## 问题
把下面摘录原文里的一段一字不改地抄下来：从含有“场景中有大量实时的离散的点光”的地方开始，抄到“向上取整(targetTexture.height / 16))”为止。

──────── 摘录原文

介绍Forward+

在Forward渲染的基础上增加tile based lighting

Tile Based Lighting

介绍tile based lighting

对屏幕进行Tile划分，每个Tile创建一个视锥体，用这个视锥体对光源做剔除计算，获得所有会影响这个Tile的光源，最后进行光照计算

场景中有大量实时的离散的点光源或者聚光灯，这些光源只影响一小块区域，在渲染物体的时候不需要考虑场景中所有的光源，只需要考虑部分光源，因为一个物体仅被一部分光源影响

使用100个点光源的示例场景

电脑配置是低端PC笔记本

tile计算中，视锥体计算比光源剔除计算性能消耗更大

计算视锥体

每个tile 16x16像素大小

tileCount = vec2(向上取整(targetTexture.width / 16), 向上取整(targetTexture.height / 16))

GPU耗时 groupsize 1x1

每个线程一个Tile，一共tileCount.x * tileCount.y个线程组，每个线程组一个线程，对16x16个像素遍历求算深度范围，在计算tile的视锥

GPU耗时 groupsize 16 x 16

使用tileCount.x * tileCount.y个线程组，每组16x16个线程，每个线程组计算一个Tile，求算深度范围时使用原子操作和GroupMemoryBarrierWithGroupSync来进行组内线程同步

这个方式消耗比上面的方式要低很多

对于Unity，我们在Unity的URP中使用自定义RenderFeature实现。这里只考虑点光源的情况。

────────────────
──────── 数据内容

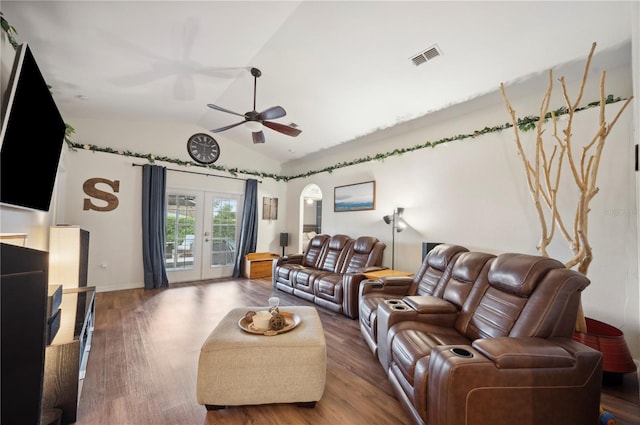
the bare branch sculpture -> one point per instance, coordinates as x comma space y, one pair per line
545, 170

────────────────

## 完整输出
场景中有大量实时的离散的点光源或者聚光灯，这些光源只影响一小块区域，在渲染物体的时候不需要考虑场景中所有的光源，只需要考虑部分光源，因为一个物体仅被一部分光源影响

使用100个点光源的示例场景

电脑配置是低端PC笔记本

tile计算中，视锥体计算比光源剔除计算性能消耗更大

计算视锥体

每个tile 16x16像素大小

tileCount = vec2(向上取整(targetTexture.width / 16), 向上取整(targetTexture.height / 16))